§ **Do this**
Reproduce the listing below, swapping every occurrence of "retaining wall" for "garden wall" and leaving everything else unchanged.

+++ Supplied data

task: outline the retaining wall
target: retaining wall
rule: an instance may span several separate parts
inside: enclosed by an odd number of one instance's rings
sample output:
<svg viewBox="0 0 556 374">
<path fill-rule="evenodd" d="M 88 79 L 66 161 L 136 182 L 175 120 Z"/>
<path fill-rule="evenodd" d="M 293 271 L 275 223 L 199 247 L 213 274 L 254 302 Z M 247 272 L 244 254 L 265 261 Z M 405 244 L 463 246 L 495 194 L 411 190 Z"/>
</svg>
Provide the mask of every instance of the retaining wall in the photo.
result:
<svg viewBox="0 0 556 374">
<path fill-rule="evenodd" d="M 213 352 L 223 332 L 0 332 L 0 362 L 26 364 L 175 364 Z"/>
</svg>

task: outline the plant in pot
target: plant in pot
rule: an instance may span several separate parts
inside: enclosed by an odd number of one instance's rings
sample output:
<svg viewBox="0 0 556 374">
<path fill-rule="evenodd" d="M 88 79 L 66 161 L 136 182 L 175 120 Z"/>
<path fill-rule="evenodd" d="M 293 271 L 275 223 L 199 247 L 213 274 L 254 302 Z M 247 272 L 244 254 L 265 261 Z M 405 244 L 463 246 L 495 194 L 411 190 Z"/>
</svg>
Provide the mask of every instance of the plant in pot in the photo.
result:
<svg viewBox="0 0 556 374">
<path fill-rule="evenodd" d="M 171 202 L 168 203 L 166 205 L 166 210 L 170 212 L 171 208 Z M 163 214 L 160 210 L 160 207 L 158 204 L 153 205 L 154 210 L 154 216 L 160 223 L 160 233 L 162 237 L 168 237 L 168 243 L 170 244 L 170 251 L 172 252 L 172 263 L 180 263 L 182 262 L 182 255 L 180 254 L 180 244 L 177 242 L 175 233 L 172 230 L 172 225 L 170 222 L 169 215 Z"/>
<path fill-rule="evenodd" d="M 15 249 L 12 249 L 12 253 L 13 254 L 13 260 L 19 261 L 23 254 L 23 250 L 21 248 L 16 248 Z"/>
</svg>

++++++

§ **Result for this exercise**
task: outline the garden wall
target: garden wall
rule: an instance may span several separate parts
inside: enclosed by an odd number of one instance's rings
sample output:
<svg viewBox="0 0 556 374">
<path fill-rule="evenodd" d="M 88 79 L 66 161 L 136 182 L 175 120 Z"/>
<path fill-rule="evenodd" d="M 293 271 L 275 223 L 199 247 L 213 274 L 254 302 Z M 247 272 L 244 254 L 265 261 Z M 405 244 L 463 246 L 495 194 L 411 190 Z"/>
</svg>
Provide the mask of every instance of the garden wall in the photo.
result:
<svg viewBox="0 0 556 374">
<path fill-rule="evenodd" d="M 213 352 L 223 332 L 0 332 L 0 362 L 26 364 L 175 364 Z"/>
</svg>

task: outline the plant in pot
target: plant in pot
rule: an instance may span several separate parts
inside: enclosed by an odd number of one instance's rings
sample output:
<svg viewBox="0 0 556 374">
<path fill-rule="evenodd" d="M 88 79 L 66 161 L 136 182 L 175 120 Z"/>
<path fill-rule="evenodd" d="M 293 271 L 275 223 L 199 247 L 213 274 L 254 302 Z M 247 272 L 244 254 L 265 261 Z M 405 244 L 463 246 L 495 194 L 411 190 Z"/>
</svg>
Provide the mask of every instance of the plant in pot in the photo.
result:
<svg viewBox="0 0 556 374">
<path fill-rule="evenodd" d="M 171 202 L 168 203 L 166 205 L 166 210 L 170 212 L 171 208 Z M 163 214 L 160 210 L 160 207 L 158 204 L 153 205 L 154 210 L 154 216 L 160 223 L 160 233 L 162 237 L 168 237 L 168 243 L 170 244 L 170 251 L 172 252 L 172 263 L 180 263 L 182 262 L 182 255 L 180 254 L 180 244 L 177 242 L 175 233 L 172 230 L 172 225 L 170 222 L 169 215 Z"/>
<path fill-rule="evenodd" d="M 15 249 L 12 249 L 12 253 L 13 254 L 13 260 L 19 261 L 23 254 L 23 250 L 21 248 L 16 248 Z"/>
</svg>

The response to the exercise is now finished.